- Provided data -
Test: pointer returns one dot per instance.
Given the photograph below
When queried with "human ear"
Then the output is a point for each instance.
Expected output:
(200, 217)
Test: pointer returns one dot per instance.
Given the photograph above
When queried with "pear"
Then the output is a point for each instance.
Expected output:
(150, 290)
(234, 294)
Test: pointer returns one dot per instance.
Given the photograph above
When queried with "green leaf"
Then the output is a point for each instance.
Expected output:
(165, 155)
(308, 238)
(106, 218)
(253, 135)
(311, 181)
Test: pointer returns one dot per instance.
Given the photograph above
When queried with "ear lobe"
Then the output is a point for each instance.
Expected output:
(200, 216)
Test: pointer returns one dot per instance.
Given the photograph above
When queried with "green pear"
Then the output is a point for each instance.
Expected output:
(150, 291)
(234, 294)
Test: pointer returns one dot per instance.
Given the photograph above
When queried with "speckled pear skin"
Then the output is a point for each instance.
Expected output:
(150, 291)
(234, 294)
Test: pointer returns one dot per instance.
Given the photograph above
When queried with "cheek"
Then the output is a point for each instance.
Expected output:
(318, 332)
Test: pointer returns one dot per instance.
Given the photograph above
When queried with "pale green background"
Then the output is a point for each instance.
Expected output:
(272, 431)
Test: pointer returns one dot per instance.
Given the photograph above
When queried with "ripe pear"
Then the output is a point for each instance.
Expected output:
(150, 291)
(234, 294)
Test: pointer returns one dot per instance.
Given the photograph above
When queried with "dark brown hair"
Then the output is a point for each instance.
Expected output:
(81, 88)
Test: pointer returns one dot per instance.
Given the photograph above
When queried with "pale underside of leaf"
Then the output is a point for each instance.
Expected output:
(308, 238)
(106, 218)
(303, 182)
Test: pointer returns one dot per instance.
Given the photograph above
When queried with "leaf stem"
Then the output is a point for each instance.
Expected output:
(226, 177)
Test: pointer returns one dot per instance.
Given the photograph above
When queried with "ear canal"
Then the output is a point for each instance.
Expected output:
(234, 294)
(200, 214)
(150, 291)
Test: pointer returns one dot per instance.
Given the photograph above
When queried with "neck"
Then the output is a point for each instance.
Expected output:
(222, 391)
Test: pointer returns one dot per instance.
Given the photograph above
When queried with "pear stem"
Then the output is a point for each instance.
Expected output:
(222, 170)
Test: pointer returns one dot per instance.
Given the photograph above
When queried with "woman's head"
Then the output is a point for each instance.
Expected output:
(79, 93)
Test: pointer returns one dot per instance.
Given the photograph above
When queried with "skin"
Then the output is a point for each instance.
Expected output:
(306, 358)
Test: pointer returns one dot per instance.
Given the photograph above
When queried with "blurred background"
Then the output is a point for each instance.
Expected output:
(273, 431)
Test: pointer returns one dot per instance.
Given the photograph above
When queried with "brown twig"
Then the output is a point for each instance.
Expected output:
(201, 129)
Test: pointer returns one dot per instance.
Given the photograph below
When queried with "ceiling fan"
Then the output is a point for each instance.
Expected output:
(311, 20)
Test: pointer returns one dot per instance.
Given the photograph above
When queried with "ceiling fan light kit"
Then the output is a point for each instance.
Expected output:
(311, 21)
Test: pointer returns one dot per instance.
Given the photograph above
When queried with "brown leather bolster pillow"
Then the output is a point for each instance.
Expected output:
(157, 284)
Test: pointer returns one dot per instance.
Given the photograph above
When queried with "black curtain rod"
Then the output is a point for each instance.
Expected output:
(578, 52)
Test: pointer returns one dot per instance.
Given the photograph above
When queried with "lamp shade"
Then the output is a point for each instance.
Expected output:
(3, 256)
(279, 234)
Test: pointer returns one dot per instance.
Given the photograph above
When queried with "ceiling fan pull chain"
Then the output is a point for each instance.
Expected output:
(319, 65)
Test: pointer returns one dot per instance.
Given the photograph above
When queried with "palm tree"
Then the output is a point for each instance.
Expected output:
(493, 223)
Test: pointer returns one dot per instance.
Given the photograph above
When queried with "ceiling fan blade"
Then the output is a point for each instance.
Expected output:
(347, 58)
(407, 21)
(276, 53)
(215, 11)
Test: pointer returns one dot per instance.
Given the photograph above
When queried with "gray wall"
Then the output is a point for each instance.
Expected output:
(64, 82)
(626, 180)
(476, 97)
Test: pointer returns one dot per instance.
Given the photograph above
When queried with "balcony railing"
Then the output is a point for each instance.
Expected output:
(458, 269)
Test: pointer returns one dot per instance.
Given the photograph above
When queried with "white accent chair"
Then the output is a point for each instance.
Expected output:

- Task objective -
Please copy every line in the entries where "brown" appears.

- Your response -
When queried with "dark brown hair"
When queried with "brown twig"
When queried with "brown leather bolster pillow"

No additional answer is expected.